Assigned task: Word for word, retype the lines from the one containing "Phrase: brick wall" to the last line of the data below, both ends included.

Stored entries
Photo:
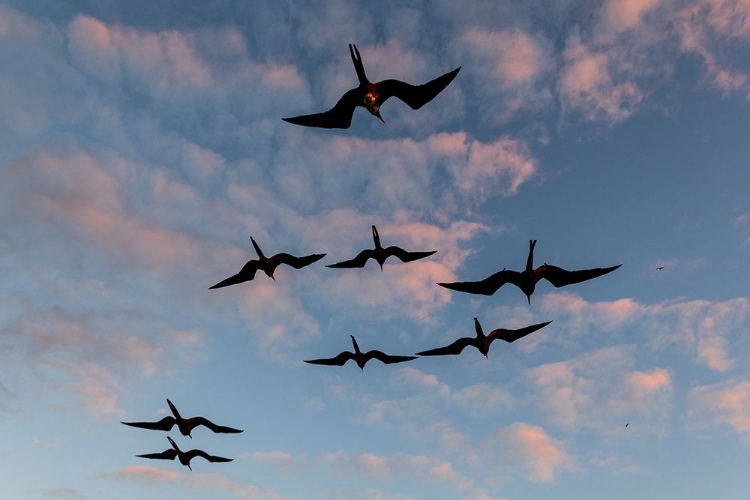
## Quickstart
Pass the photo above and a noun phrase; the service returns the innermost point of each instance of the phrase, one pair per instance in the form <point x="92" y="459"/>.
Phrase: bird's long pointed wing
<point x="513" y="335"/>
<point x="164" y="424"/>
<point x="339" y="360"/>
<point x="487" y="286"/>
<point x="416" y="96"/>
<point x="561" y="277"/>
<point x="454" y="348"/>
<point x="405" y="256"/>
<point x="339" y="116"/>
<point x="359" y="261"/>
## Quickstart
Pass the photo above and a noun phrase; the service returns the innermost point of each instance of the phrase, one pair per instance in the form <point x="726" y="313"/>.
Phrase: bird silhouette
<point x="528" y="278"/>
<point x="372" y="95"/>
<point x="482" y="341"/>
<point x="268" y="265"/>
<point x="186" y="425"/>
<point x="359" y="357"/>
<point x="184" y="456"/>
<point x="380" y="254"/>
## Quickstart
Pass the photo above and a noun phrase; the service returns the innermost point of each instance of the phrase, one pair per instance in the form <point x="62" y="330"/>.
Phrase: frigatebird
<point x="186" y="425"/>
<point x="268" y="265"/>
<point x="359" y="357"/>
<point x="372" y="95"/>
<point x="528" y="278"/>
<point x="380" y="254"/>
<point x="482" y="341"/>
<point x="184" y="456"/>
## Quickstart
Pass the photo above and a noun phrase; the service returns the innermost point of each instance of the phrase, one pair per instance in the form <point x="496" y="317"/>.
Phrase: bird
<point x="527" y="279"/>
<point x="184" y="456"/>
<point x="359" y="357"/>
<point x="268" y="265"/>
<point x="372" y="95"/>
<point x="482" y="341"/>
<point x="186" y="425"/>
<point x="380" y="254"/>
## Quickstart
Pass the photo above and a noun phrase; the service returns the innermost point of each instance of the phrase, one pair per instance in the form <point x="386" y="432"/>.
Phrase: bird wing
<point x="359" y="261"/>
<point x="339" y="360"/>
<point x="454" y="348"/>
<point x="164" y="424"/>
<point x="513" y="335"/>
<point x="387" y="358"/>
<point x="216" y="428"/>
<point x="169" y="454"/>
<point x="487" y="286"/>
<point x="339" y="116"/>
<point x="405" y="256"/>
<point x="247" y="273"/>
<point x="561" y="277"/>
<point x="415" y="96"/>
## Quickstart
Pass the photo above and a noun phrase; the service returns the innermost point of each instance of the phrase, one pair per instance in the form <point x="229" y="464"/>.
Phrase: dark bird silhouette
<point x="528" y="278"/>
<point x="380" y="254"/>
<point x="184" y="456"/>
<point x="482" y="341"/>
<point x="186" y="425"/>
<point x="372" y="95"/>
<point x="359" y="357"/>
<point x="268" y="265"/>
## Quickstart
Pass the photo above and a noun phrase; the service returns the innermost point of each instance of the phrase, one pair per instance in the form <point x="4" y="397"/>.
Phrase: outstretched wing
<point x="359" y="261"/>
<point x="405" y="256"/>
<point x="164" y="424"/>
<point x="560" y="277"/>
<point x="415" y="96"/>
<point x="454" y="348"/>
<point x="337" y="361"/>
<point x="487" y="286"/>
<point x="387" y="358"/>
<point x="339" y="116"/>
<point x="513" y="335"/>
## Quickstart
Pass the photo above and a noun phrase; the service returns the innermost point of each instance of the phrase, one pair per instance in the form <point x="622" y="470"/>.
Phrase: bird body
<point x="268" y="265"/>
<point x="380" y="254"/>
<point x="527" y="279"/>
<point x="372" y="95"/>
<point x="482" y="342"/>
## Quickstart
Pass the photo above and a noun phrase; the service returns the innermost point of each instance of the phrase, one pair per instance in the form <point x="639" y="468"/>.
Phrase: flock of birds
<point x="371" y="96"/>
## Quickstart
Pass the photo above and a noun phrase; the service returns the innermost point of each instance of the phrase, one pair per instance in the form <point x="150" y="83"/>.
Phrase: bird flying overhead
<point x="380" y="254"/>
<point x="482" y="341"/>
<point x="527" y="279"/>
<point x="268" y="265"/>
<point x="186" y="425"/>
<point x="372" y="95"/>
<point x="184" y="456"/>
<point x="359" y="357"/>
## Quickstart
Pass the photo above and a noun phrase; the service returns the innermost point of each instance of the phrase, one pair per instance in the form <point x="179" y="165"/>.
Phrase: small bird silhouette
<point x="184" y="456"/>
<point x="482" y="341"/>
<point x="380" y="254"/>
<point x="527" y="279"/>
<point x="186" y="425"/>
<point x="359" y="357"/>
<point x="268" y="265"/>
<point x="372" y="95"/>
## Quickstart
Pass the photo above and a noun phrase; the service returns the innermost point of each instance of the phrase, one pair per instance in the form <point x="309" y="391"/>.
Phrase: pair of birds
<point x="186" y="426"/>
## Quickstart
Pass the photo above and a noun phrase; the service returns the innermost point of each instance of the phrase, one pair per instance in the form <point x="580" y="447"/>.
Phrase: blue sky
<point x="141" y="145"/>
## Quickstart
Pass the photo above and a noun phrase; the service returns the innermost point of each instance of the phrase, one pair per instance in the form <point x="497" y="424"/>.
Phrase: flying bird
<point x="527" y="279"/>
<point x="482" y="341"/>
<point x="359" y="357"/>
<point x="184" y="456"/>
<point x="268" y="265"/>
<point x="380" y="254"/>
<point x="186" y="425"/>
<point x="372" y="95"/>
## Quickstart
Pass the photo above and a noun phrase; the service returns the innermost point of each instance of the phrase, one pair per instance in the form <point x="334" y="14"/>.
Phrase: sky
<point x="141" y="146"/>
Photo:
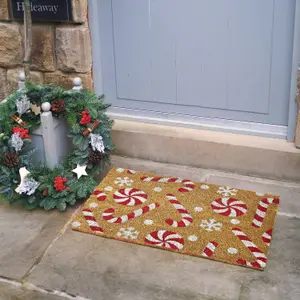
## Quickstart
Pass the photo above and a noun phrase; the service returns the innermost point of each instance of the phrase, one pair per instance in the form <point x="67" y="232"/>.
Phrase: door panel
<point x="208" y="58"/>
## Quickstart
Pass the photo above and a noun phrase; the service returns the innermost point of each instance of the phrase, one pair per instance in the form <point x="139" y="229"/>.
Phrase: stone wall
<point x="61" y="51"/>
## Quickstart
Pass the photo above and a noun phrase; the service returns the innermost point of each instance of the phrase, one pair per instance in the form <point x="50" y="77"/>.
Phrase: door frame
<point x="203" y="123"/>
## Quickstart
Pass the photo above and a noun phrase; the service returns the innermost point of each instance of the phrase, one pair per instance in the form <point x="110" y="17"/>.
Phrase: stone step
<point x="289" y="192"/>
<point x="244" y="154"/>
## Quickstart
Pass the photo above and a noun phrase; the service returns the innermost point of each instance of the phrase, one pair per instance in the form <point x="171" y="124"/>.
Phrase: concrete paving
<point x="63" y="264"/>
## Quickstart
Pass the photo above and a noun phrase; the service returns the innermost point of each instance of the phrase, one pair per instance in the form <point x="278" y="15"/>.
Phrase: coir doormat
<point x="200" y="219"/>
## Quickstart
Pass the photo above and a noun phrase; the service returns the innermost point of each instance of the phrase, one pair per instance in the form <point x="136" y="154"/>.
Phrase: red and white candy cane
<point x="267" y="236"/>
<point x="186" y="217"/>
<point x="91" y="220"/>
<point x="260" y="257"/>
<point x="209" y="249"/>
<point x="261" y="211"/>
<point x="188" y="185"/>
<point x="101" y="196"/>
<point x="108" y="215"/>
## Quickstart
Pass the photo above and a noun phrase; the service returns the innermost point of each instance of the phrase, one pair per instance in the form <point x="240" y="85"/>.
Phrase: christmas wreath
<point x="25" y="180"/>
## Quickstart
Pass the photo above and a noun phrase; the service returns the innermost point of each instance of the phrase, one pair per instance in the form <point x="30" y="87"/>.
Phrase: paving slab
<point x="99" y="268"/>
<point x="289" y="192"/>
<point x="24" y="236"/>
<point x="12" y="292"/>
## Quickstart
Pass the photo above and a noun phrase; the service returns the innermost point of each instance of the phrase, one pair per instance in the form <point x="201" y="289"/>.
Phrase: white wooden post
<point x="48" y="130"/>
<point x="21" y="83"/>
<point x="77" y="84"/>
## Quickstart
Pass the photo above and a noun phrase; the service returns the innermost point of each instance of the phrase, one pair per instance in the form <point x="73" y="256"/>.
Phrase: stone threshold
<point x="244" y="154"/>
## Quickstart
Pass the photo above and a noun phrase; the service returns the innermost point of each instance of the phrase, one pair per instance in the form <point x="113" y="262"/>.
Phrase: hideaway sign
<point x="44" y="10"/>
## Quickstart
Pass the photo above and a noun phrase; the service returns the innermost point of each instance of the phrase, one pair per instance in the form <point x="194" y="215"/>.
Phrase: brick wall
<point x="61" y="51"/>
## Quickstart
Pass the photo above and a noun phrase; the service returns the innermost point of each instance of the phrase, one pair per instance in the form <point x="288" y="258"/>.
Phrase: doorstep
<point x="244" y="154"/>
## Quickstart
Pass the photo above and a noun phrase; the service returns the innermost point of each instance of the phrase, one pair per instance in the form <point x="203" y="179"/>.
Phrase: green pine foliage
<point x="46" y="195"/>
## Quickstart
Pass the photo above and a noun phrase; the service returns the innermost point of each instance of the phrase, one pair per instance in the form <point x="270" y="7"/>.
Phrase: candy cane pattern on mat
<point x="209" y="249"/>
<point x="186" y="217"/>
<point x="188" y="185"/>
<point x="267" y="236"/>
<point x="262" y="209"/>
<point x="91" y="220"/>
<point x="261" y="259"/>
<point x="108" y="215"/>
<point x="101" y="196"/>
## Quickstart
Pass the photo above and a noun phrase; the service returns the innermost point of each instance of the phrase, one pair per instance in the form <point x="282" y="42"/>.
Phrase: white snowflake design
<point x="129" y="233"/>
<point x="121" y="181"/>
<point x="226" y="191"/>
<point x="211" y="225"/>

Finished exercise:
Phrase: brick wall
<point x="61" y="51"/>
## Quickstart
Pass the photo above and a noun phrase; the service returns the innermost point of each instance of the phrase, one pair per instance in the form <point x="288" y="258"/>.
Phrase: doorstep
<point x="244" y="154"/>
## Quickstart
Pass the photo above and a noun phrase; the service returns the innermost point of each instance of the phrase, one pair per instance in the form <point x="203" y="179"/>.
Phrase: green pine foliage
<point x="46" y="195"/>
## Quickstart
Pass the photo above and a noun phrase; the service returns the innermost point of each instance of the phrase, one pair per instance in the form <point x="270" y="7"/>.
Phrase: candy cane pattern on mat
<point x="209" y="249"/>
<point x="186" y="217"/>
<point x="188" y="185"/>
<point x="267" y="236"/>
<point x="262" y="209"/>
<point x="91" y="220"/>
<point x="261" y="259"/>
<point x="108" y="215"/>
<point x="101" y="196"/>
## Quickstart
Pass the photo above and a noun phrase; the service returns the innermost point of each instance of the phrase, one pair per instance in the form <point x="282" y="42"/>.
Phrase: white snowflake design
<point x="129" y="233"/>
<point x="121" y="181"/>
<point x="226" y="191"/>
<point x="211" y="225"/>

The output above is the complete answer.